INSTRUCTIONS TO FOLLOW | Scale the data from the start through the line containing "[283,14,297,22]", both ends included, by writing out every line again except the picture. Multiply each bounding box coordinate by 2.1, round to whole numbers with halves going up, and keep all other text unchanged.

DATASET |
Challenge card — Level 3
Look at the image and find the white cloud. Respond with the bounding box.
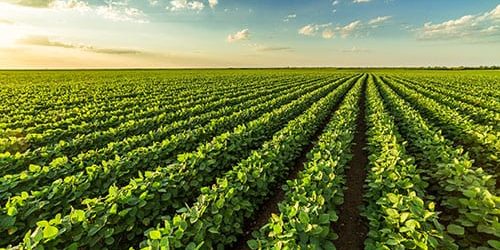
[298,23,333,38]
[337,20,362,38]
[321,28,335,39]
[208,0,219,9]
[226,29,250,43]
[341,46,370,53]
[166,0,205,11]
[417,4,500,40]
[368,16,392,26]
[50,0,91,11]
[95,4,148,23]
[283,14,297,22]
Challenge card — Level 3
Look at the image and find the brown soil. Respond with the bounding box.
[332,79,368,250]
[232,78,356,250]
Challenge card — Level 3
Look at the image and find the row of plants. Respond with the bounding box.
[391,78,500,131]
[363,77,453,249]
[1,75,358,247]
[0,75,322,183]
[140,73,356,249]
[397,76,500,112]
[0,74,300,154]
[248,75,366,249]
[0,75,328,205]
[382,78,500,173]
[0,72,276,128]
[378,77,500,249]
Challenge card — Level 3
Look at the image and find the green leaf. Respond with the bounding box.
[273,224,283,234]
[43,225,59,239]
[488,240,500,250]
[71,209,85,222]
[446,224,465,235]
[149,230,161,240]
[299,211,309,224]
[247,240,259,249]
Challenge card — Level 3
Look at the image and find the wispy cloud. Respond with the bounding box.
[417,4,500,40]
[0,18,14,25]
[18,36,144,55]
[95,1,148,23]
[256,46,293,52]
[226,29,250,43]
[8,0,55,8]
[9,0,147,23]
[341,46,370,53]
[337,20,362,38]
[208,0,219,9]
[368,16,392,26]
[166,0,205,12]
[298,23,333,38]
[283,14,297,23]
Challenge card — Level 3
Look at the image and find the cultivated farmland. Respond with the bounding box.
[0,69,500,249]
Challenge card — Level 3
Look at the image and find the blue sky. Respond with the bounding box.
[0,0,500,68]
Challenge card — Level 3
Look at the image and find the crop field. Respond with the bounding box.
[0,69,500,250]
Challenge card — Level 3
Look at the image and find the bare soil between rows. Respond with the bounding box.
[231,77,354,250]
[332,78,368,250]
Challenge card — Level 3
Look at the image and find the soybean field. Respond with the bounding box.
[0,69,500,250]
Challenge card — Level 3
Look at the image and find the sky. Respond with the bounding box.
[0,0,500,68]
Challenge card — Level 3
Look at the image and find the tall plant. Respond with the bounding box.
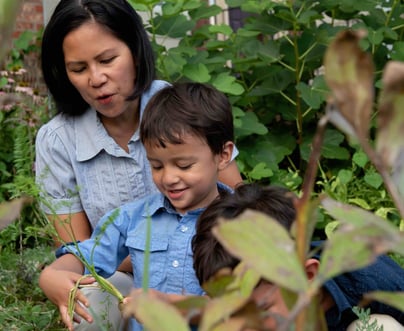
[131,0,404,188]
[120,30,404,331]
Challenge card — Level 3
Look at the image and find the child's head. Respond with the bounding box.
[140,83,234,213]
[140,83,234,154]
[192,184,296,284]
[192,184,319,330]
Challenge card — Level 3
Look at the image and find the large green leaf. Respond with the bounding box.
[324,30,374,140]
[317,198,404,282]
[212,73,244,95]
[213,211,308,292]
[124,293,190,331]
[184,63,210,83]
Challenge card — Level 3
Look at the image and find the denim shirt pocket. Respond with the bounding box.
[126,236,168,289]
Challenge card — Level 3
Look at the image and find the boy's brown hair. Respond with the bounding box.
[192,183,296,285]
[140,83,234,154]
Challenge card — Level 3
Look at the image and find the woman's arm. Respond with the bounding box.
[47,212,91,246]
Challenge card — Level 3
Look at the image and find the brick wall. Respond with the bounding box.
[13,0,43,38]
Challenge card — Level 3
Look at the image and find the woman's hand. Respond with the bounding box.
[39,254,95,330]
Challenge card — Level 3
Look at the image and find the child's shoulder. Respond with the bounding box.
[120,192,164,215]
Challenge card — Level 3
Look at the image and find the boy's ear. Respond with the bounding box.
[304,259,320,280]
[219,141,234,170]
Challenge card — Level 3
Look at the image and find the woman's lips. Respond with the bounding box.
[97,95,112,105]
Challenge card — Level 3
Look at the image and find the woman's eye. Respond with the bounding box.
[70,67,85,74]
[100,56,115,64]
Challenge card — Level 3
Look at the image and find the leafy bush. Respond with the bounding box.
[130,0,404,233]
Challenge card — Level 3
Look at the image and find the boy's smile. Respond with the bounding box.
[145,134,227,214]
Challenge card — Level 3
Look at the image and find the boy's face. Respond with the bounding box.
[251,281,289,330]
[145,134,231,214]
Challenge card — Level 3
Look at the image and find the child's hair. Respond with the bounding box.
[140,83,234,154]
[41,0,155,115]
[192,183,296,285]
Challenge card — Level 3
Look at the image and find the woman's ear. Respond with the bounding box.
[304,259,320,280]
[219,141,234,170]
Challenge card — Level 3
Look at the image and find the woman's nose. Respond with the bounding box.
[88,68,107,87]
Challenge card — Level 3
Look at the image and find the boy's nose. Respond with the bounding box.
[162,169,179,185]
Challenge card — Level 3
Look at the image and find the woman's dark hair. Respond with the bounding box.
[41,0,155,115]
[140,83,234,154]
[192,183,296,285]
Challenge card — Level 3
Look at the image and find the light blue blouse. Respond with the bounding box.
[58,183,231,331]
[35,80,238,229]
[35,80,168,228]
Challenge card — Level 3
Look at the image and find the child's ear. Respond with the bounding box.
[219,141,234,170]
[304,259,320,280]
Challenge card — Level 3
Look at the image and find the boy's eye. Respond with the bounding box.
[178,164,192,170]
[100,56,115,64]
[70,67,85,73]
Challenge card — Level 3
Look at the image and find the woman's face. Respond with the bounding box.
[63,21,137,118]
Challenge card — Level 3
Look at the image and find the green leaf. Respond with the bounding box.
[213,211,308,292]
[376,61,404,197]
[235,112,268,138]
[184,63,211,83]
[209,24,233,36]
[364,171,383,189]
[190,5,223,21]
[318,198,404,281]
[249,162,273,180]
[212,73,244,95]
[124,293,190,331]
[348,198,372,210]
[296,82,324,109]
[198,292,248,331]
[324,30,374,140]
[338,169,352,185]
[352,151,369,168]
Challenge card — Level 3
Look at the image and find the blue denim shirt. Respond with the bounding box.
[59,183,231,330]
[35,80,168,228]
[312,242,404,331]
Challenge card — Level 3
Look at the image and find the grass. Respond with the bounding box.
[0,246,66,331]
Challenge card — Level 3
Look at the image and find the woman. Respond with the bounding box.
[36,0,241,330]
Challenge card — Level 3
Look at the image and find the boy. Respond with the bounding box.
[192,184,404,330]
[39,83,234,330]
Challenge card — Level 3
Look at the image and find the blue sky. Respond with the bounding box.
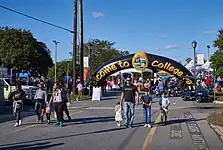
[0,0,223,61]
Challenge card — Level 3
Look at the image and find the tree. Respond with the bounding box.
[0,27,53,74]
[185,57,192,64]
[210,29,223,76]
[48,60,80,82]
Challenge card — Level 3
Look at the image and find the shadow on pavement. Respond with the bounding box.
[0,127,125,147]
[0,107,35,123]
[0,142,64,150]
[65,116,115,125]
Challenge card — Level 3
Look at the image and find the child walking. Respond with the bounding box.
[160,92,170,126]
[115,102,123,127]
[141,89,152,128]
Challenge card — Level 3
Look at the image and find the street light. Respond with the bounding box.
[53,40,59,82]
[192,40,197,82]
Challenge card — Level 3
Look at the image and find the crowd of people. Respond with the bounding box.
[115,77,170,128]
[8,71,223,128]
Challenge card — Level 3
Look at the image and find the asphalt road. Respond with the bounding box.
[0,93,223,150]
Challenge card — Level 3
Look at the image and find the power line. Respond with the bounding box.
[0,5,74,33]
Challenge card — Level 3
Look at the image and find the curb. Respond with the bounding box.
[210,124,223,142]
[213,101,223,104]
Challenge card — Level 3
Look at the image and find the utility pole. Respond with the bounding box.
[79,0,84,85]
[53,40,59,82]
[73,0,77,94]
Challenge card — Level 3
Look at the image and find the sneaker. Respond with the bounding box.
[14,122,19,127]
[54,121,60,126]
[60,121,64,127]
[19,120,22,126]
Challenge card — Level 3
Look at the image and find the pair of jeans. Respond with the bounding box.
[124,102,135,126]
[143,107,151,124]
[54,102,64,122]
[161,108,167,124]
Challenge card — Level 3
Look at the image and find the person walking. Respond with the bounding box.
[50,83,65,127]
[34,82,47,122]
[76,82,83,101]
[141,89,152,128]
[120,77,139,128]
[9,83,25,127]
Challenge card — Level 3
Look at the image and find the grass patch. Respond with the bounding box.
[71,94,91,101]
[207,112,223,126]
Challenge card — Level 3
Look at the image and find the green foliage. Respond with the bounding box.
[0,27,53,74]
[210,29,223,76]
[214,29,223,51]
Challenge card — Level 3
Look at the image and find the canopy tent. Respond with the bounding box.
[157,70,168,74]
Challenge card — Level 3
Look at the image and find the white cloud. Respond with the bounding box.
[92,11,104,18]
[203,30,214,34]
[164,44,179,50]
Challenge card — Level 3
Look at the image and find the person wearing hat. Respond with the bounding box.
[34,82,47,122]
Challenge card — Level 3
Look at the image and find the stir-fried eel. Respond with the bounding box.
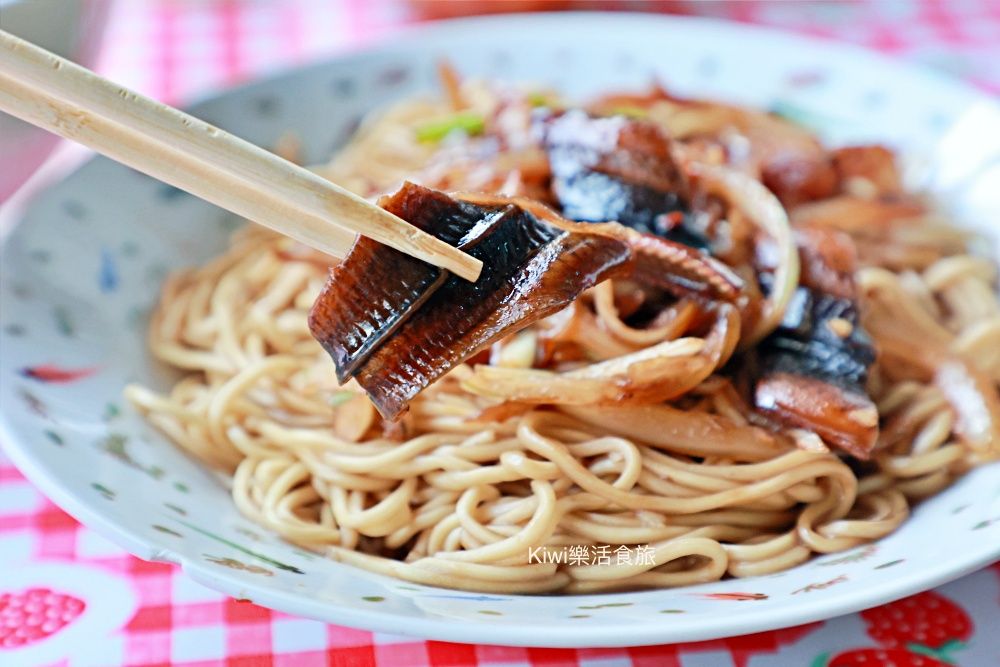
[310,184,632,419]
[536,109,708,250]
[756,230,878,459]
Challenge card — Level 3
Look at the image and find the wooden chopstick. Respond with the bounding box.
[0,30,482,280]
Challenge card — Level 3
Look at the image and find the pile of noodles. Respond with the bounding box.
[127,78,1000,593]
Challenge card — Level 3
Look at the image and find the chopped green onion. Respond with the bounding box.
[528,92,549,107]
[414,111,486,142]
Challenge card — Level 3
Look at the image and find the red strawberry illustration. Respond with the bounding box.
[0,588,87,649]
[861,591,972,663]
[827,648,953,667]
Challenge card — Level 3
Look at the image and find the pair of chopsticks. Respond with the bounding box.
[0,30,482,280]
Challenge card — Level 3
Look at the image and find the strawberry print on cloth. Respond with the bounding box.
[0,562,136,667]
[0,588,87,649]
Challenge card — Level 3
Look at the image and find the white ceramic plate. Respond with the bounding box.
[0,14,1000,647]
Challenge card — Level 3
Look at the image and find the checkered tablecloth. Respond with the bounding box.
[0,0,1000,667]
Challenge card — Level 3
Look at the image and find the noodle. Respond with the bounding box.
[127,77,1000,593]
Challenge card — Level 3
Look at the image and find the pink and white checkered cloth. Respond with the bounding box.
[0,0,1000,667]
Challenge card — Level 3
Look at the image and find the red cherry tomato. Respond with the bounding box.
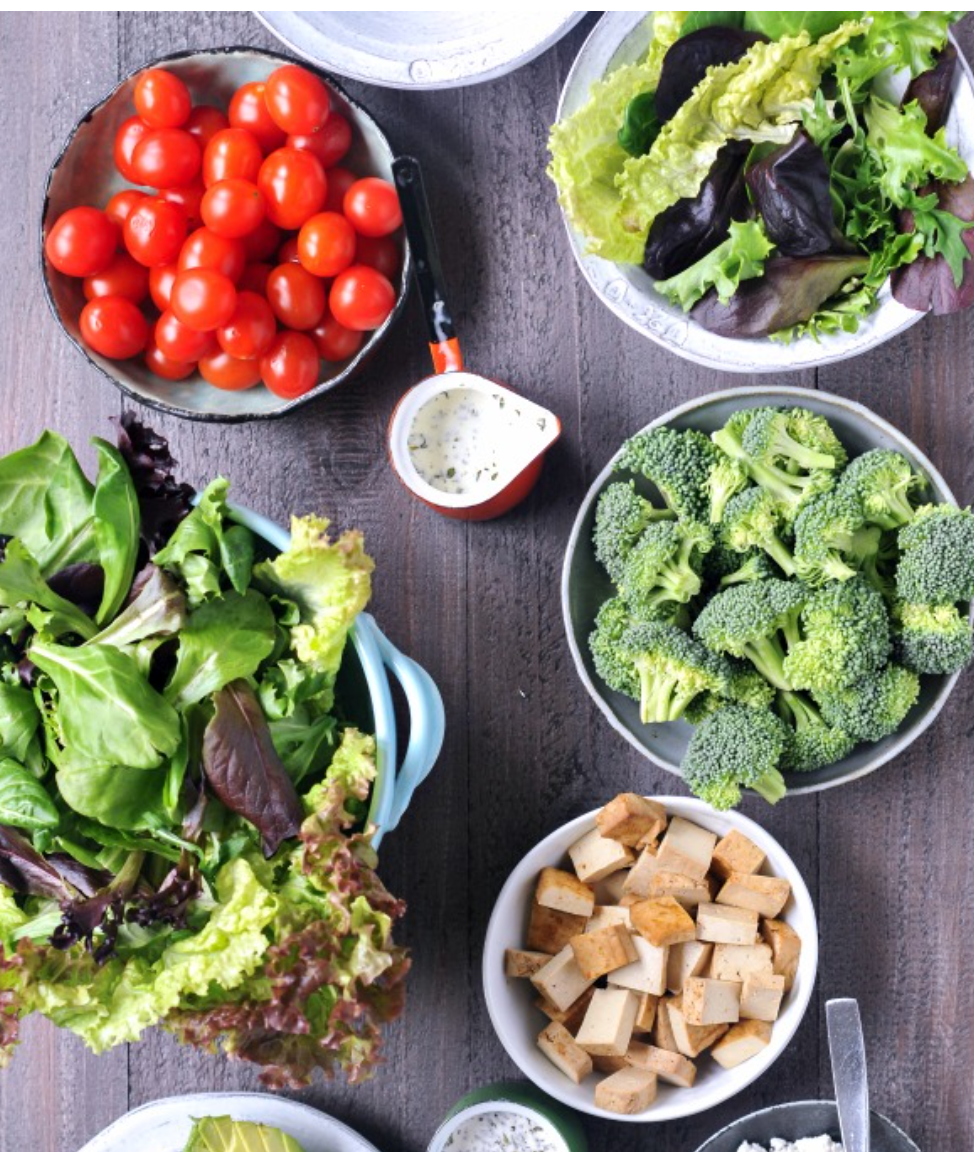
[203,128,264,188]
[133,68,192,128]
[217,291,278,359]
[186,104,231,152]
[122,196,187,268]
[44,207,119,276]
[311,312,365,364]
[258,332,319,400]
[202,180,264,237]
[199,353,261,392]
[154,308,219,364]
[287,112,352,168]
[343,176,402,236]
[179,228,247,283]
[113,116,152,184]
[257,147,329,228]
[297,212,355,276]
[84,252,149,304]
[267,264,325,332]
[78,296,149,359]
[264,65,332,134]
[169,268,236,332]
[329,264,395,332]
[229,81,287,153]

RESULT |
Challenge card — Level 3
Look at the image and find the white cloud. Respond with the bounding box.
[626,48,699,80]
[708,42,760,80]
[674,59,704,82]
[437,0,460,19]
[475,61,525,90]
[716,97,777,111]
[349,0,431,23]
[876,8,1050,84]
[773,34,823,55]
[105,0,191,23]
[200,8,311,48]
[594,29,624,46]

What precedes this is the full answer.